The task: Reproduce the part of the material that opens with the line containing "the dark gray" and closes with the line containing "Query: dark gray cloth napkin", swapping "cloth" for "linen" and leaving everything else unchanged.

===== Dataset content

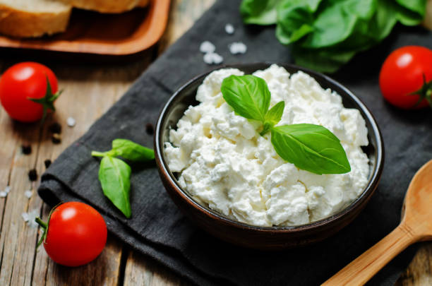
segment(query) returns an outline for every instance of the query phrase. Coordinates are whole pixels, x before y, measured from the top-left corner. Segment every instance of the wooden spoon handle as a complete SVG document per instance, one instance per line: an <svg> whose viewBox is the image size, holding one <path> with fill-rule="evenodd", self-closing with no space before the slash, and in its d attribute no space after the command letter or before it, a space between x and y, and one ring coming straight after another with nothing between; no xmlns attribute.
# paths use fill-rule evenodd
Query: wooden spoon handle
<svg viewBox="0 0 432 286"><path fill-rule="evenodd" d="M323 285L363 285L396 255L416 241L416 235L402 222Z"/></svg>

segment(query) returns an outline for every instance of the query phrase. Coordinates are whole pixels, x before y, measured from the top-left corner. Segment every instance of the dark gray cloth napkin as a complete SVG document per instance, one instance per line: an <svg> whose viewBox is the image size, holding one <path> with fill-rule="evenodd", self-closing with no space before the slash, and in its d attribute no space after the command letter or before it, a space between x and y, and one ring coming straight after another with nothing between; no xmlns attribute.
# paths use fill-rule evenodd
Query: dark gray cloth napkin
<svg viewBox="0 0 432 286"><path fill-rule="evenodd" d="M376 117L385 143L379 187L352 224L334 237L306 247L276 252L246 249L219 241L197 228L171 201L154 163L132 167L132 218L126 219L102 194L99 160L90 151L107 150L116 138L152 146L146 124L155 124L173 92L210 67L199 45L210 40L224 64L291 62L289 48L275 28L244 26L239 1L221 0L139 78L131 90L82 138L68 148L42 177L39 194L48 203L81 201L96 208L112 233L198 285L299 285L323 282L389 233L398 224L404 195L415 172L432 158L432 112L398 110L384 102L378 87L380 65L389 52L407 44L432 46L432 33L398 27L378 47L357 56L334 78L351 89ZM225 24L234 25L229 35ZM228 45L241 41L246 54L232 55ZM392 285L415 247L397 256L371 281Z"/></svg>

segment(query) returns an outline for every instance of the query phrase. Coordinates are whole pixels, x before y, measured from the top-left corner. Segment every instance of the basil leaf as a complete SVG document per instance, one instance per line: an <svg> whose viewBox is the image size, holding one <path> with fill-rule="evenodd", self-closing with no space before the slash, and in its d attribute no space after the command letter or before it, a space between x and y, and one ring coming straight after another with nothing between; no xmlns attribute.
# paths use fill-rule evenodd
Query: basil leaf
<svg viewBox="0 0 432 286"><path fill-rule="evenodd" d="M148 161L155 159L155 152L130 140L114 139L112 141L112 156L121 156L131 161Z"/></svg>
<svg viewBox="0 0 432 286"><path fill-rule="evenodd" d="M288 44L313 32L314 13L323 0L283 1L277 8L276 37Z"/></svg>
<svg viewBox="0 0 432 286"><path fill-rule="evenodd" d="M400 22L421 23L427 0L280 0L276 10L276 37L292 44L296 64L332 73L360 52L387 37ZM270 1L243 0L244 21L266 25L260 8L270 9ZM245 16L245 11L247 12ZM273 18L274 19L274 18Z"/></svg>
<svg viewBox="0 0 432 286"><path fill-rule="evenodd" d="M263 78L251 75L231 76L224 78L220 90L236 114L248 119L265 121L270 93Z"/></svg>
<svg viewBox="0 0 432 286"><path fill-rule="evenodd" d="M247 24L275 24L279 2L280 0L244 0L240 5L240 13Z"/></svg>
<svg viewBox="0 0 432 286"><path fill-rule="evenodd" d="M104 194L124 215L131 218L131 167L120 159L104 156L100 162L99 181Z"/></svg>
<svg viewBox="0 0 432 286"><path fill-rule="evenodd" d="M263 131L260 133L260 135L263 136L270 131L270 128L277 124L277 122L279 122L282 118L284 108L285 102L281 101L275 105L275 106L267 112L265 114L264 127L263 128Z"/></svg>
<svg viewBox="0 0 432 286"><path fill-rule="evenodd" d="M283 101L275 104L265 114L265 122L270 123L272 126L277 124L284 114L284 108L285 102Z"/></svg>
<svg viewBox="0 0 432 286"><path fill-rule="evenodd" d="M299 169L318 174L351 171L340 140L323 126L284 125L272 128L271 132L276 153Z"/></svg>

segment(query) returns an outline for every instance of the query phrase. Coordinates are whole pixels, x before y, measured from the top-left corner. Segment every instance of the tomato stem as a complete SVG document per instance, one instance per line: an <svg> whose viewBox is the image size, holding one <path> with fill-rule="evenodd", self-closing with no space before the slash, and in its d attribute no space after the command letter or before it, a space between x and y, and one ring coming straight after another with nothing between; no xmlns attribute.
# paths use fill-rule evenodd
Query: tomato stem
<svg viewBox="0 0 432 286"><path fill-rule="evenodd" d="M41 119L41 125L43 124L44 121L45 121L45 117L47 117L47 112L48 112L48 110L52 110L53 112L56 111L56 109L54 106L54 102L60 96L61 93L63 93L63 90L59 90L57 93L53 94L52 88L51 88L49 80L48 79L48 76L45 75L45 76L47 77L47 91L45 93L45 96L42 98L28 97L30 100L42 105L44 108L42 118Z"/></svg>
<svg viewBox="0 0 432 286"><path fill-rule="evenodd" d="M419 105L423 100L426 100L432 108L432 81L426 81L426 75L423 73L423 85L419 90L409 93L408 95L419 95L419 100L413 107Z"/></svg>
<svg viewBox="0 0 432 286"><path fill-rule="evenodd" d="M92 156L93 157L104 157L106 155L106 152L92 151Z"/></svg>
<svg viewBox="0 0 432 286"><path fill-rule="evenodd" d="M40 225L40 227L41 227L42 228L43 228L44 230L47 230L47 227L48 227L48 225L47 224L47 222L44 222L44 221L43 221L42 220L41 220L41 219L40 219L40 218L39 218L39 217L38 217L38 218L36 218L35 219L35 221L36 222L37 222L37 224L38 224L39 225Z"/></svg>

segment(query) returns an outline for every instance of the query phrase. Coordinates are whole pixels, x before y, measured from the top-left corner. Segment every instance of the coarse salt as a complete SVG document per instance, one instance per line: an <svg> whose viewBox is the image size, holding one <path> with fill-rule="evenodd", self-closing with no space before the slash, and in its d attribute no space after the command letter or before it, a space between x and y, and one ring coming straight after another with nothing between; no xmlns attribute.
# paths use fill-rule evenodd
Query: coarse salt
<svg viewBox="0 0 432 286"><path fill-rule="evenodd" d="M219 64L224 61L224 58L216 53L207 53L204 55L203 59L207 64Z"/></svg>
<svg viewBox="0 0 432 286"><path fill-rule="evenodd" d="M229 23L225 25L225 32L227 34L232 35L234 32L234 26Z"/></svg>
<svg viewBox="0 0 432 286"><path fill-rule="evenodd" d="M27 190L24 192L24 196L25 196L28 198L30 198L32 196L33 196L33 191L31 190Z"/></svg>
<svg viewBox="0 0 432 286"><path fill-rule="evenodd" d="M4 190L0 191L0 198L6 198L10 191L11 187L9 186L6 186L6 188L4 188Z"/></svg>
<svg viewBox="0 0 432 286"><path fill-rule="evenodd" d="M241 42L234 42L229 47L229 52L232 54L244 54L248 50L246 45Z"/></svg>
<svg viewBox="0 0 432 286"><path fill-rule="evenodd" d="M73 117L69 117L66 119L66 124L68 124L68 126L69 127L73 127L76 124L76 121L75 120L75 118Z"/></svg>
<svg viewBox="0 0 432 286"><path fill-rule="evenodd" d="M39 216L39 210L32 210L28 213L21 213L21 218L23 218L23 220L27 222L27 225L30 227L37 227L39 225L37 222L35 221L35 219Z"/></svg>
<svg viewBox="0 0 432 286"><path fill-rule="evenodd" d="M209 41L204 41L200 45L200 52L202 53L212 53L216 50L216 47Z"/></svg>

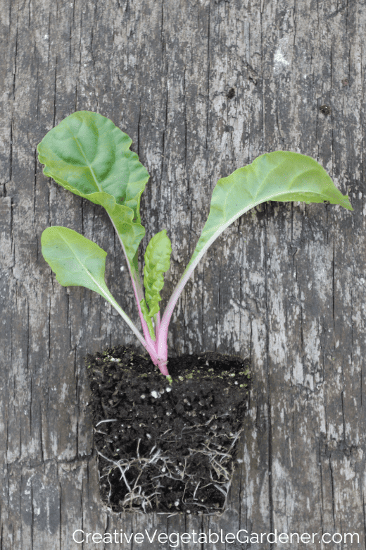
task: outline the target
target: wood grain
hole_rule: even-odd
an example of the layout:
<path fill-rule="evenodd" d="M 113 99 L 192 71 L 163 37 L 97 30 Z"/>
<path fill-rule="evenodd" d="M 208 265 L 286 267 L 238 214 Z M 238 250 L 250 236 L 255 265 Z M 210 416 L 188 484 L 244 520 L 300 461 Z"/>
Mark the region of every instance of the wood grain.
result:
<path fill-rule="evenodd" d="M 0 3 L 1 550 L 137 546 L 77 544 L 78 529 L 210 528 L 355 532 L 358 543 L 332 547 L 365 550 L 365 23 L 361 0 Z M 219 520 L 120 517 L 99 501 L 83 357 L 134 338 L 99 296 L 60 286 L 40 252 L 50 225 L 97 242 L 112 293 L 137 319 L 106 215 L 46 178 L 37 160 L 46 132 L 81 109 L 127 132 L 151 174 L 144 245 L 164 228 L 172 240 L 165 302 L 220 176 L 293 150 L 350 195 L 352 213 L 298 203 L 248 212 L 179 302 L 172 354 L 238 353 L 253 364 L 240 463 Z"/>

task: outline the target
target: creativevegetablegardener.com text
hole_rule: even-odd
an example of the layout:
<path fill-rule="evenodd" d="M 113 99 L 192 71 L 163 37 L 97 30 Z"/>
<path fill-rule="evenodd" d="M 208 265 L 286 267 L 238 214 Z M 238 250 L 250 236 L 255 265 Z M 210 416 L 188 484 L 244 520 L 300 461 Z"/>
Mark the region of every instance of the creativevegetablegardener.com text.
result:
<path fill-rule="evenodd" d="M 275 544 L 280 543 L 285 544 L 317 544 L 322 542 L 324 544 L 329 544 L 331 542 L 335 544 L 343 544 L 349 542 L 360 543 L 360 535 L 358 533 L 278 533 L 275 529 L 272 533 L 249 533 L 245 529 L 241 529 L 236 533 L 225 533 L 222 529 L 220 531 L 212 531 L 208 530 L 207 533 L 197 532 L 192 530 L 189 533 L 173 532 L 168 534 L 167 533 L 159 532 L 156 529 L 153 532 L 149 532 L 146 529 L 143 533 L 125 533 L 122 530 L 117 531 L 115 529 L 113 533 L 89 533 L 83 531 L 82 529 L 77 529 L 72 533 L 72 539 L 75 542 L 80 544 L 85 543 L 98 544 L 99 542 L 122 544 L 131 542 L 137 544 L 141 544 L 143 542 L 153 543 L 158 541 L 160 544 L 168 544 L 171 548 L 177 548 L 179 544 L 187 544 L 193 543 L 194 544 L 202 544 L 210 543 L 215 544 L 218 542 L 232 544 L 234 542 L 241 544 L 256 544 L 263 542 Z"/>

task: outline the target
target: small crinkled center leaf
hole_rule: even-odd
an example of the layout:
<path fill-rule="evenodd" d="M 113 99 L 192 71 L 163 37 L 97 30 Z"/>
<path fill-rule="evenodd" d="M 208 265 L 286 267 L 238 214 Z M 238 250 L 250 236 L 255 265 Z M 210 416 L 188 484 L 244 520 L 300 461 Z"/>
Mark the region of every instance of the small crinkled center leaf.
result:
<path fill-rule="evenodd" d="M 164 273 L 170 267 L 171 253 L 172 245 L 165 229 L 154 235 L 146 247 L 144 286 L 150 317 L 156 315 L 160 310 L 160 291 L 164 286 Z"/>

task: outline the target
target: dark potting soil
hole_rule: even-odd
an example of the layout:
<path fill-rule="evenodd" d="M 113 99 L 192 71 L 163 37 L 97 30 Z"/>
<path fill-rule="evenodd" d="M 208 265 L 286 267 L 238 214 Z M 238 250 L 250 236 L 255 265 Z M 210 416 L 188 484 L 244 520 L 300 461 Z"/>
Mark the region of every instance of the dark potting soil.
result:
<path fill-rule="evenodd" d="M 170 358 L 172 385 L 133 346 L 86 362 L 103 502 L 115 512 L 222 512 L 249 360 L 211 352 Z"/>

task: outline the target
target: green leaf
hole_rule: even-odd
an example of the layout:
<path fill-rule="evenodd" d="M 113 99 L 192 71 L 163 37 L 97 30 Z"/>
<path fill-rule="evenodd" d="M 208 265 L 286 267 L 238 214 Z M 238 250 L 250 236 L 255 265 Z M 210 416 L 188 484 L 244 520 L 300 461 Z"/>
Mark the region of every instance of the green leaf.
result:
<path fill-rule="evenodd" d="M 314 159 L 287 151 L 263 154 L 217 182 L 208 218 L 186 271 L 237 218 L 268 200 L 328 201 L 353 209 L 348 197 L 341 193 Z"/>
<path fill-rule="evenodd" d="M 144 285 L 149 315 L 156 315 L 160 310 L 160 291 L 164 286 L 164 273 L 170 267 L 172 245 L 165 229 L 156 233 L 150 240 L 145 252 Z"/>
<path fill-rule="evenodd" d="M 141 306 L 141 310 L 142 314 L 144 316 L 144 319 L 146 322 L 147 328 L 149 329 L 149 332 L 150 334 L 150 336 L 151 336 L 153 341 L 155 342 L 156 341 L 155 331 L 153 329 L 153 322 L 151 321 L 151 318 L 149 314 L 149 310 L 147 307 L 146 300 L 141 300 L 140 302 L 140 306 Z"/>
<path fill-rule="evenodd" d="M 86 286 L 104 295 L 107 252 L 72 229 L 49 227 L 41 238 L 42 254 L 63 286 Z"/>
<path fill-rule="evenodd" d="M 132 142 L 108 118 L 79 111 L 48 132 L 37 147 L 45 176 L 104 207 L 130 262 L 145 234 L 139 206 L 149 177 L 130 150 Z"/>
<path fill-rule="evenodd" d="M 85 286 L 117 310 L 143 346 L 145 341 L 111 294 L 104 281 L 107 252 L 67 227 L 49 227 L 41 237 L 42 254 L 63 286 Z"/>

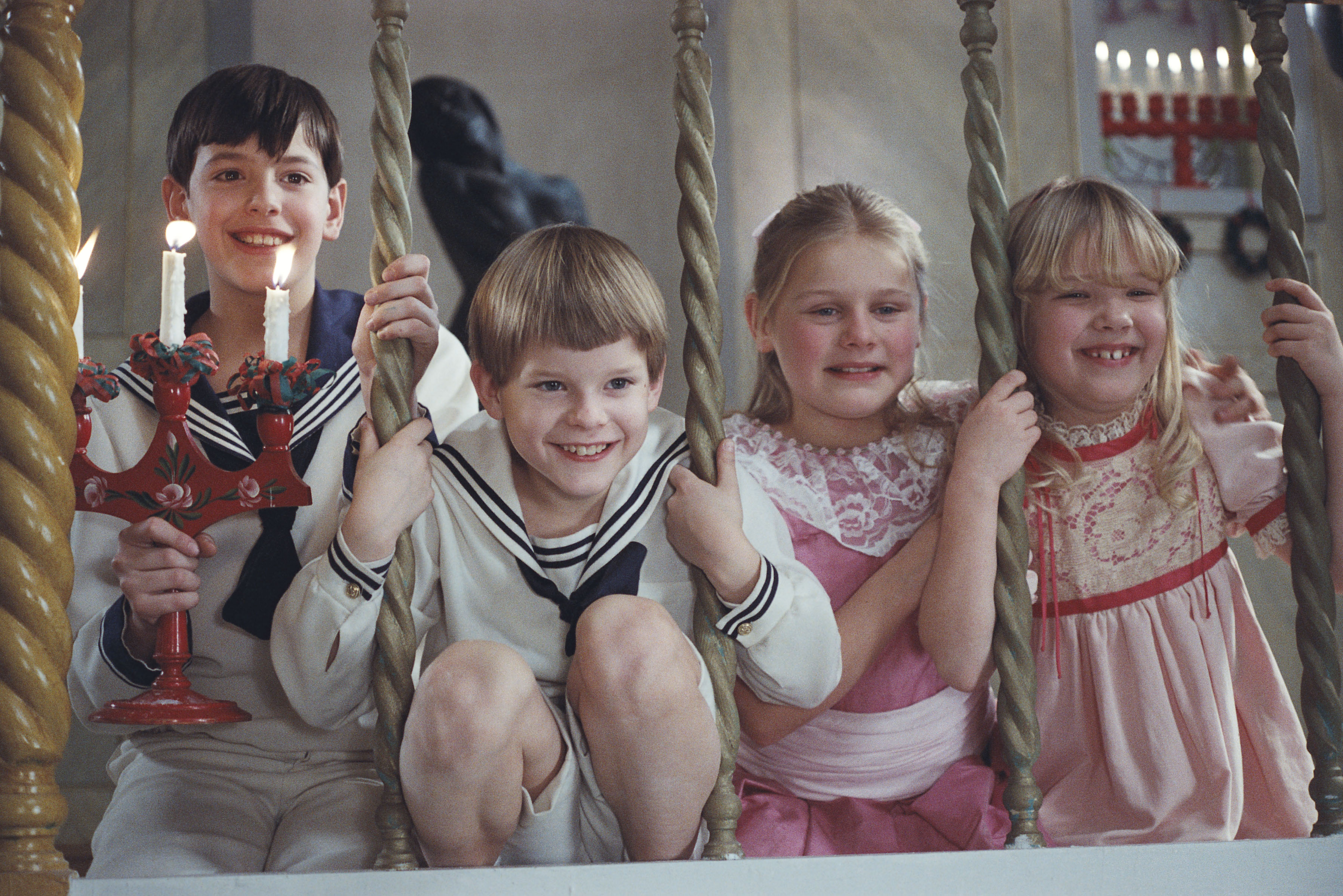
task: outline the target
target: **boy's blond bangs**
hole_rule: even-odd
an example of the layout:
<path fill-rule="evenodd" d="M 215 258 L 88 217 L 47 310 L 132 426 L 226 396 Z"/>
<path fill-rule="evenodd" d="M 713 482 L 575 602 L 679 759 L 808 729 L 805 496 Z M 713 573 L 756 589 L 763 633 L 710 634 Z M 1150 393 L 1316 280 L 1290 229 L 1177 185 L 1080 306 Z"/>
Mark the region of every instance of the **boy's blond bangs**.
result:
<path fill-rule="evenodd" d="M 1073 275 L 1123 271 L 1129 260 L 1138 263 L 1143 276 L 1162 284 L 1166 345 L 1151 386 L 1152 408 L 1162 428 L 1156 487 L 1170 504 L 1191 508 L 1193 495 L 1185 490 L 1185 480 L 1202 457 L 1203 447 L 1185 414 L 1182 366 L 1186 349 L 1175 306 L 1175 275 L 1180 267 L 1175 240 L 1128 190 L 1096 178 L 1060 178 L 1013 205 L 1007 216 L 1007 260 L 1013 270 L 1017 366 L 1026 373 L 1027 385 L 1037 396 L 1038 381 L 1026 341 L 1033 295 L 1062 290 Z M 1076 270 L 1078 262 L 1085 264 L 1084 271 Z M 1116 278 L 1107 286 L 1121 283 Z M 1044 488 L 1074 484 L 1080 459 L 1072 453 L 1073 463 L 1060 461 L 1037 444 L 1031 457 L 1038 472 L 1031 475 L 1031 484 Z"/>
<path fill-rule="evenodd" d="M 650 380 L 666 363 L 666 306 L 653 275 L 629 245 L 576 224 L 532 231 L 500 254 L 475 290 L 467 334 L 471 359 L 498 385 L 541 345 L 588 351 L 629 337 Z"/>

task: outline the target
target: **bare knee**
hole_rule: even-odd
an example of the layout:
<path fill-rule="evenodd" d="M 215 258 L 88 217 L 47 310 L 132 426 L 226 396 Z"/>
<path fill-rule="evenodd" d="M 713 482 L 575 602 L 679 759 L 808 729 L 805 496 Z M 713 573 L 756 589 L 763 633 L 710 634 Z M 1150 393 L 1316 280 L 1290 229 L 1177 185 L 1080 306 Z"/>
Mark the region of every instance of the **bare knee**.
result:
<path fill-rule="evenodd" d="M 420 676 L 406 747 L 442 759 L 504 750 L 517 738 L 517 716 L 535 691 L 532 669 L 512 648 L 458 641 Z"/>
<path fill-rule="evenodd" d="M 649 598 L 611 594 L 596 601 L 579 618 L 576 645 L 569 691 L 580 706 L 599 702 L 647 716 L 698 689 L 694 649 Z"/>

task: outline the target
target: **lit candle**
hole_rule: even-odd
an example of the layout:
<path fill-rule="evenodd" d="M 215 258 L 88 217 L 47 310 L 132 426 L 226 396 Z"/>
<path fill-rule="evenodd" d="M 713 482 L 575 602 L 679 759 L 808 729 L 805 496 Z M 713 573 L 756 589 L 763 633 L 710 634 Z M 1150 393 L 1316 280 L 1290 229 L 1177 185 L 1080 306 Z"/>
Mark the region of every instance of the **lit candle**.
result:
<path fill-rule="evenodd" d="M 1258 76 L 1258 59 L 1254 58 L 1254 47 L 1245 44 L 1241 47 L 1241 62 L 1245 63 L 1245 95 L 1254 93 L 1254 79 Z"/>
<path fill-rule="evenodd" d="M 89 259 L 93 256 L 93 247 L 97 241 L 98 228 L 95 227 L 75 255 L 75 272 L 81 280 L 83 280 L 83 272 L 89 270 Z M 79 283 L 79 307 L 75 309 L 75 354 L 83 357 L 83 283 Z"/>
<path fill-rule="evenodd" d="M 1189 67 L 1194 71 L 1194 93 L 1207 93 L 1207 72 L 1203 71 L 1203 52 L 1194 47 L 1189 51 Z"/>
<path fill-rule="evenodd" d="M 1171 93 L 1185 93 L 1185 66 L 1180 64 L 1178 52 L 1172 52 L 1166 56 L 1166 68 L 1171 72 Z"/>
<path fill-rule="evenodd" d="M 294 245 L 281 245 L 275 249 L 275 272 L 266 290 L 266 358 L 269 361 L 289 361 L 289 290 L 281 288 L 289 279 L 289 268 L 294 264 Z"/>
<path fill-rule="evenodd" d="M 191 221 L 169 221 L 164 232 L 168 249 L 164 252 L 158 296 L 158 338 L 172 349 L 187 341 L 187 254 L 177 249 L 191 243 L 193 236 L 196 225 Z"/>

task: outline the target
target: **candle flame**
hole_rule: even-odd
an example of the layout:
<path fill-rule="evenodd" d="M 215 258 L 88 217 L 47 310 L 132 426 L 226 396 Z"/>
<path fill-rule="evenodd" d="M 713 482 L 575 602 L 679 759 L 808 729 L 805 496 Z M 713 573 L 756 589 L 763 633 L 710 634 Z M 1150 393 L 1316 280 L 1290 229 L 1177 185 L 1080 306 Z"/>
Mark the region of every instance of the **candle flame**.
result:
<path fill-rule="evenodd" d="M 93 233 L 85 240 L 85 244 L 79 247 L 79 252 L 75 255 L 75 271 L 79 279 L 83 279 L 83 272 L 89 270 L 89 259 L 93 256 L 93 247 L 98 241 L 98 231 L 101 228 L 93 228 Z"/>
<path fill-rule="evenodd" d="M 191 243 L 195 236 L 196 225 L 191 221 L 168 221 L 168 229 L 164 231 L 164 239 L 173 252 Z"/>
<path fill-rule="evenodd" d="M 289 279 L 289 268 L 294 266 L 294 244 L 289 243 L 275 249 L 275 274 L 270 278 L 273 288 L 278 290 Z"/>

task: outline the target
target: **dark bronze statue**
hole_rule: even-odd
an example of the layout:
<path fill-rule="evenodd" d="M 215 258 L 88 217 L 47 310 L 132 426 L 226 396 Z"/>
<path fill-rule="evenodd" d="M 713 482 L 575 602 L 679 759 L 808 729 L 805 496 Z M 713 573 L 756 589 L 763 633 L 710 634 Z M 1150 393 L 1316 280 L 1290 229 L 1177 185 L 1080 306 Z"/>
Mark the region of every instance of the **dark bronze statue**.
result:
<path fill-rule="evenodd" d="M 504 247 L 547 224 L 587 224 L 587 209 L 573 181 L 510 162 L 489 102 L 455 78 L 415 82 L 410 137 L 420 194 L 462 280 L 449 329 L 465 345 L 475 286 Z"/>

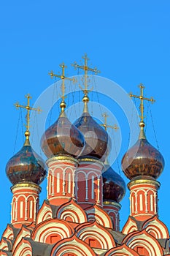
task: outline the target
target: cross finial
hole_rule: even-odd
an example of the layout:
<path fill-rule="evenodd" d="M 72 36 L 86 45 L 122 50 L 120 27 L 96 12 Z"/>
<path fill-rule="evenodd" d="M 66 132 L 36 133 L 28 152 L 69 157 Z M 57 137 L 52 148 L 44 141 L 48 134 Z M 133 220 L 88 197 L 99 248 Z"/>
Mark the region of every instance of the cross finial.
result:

==========

Full response:
segment(query) returns an outline for every instance of the query phrase. Coordinates are whole pixels, x before y, measured from the top-left corner. Segment every instance of the dark gray linen napkin as a complete SVG document per instance, one instance per line: an <svg> whose viewBox is the image size, holding one <path> with fill-rule="evenodd", self-closing with no space before the slash, and in its d attribute no space after the command letter or before it, a space between x and y, and one ring coming straight after another with nothing between; no xmlns attribute.
# paths use fill-rule evenodd
Query: dark gray linen napkin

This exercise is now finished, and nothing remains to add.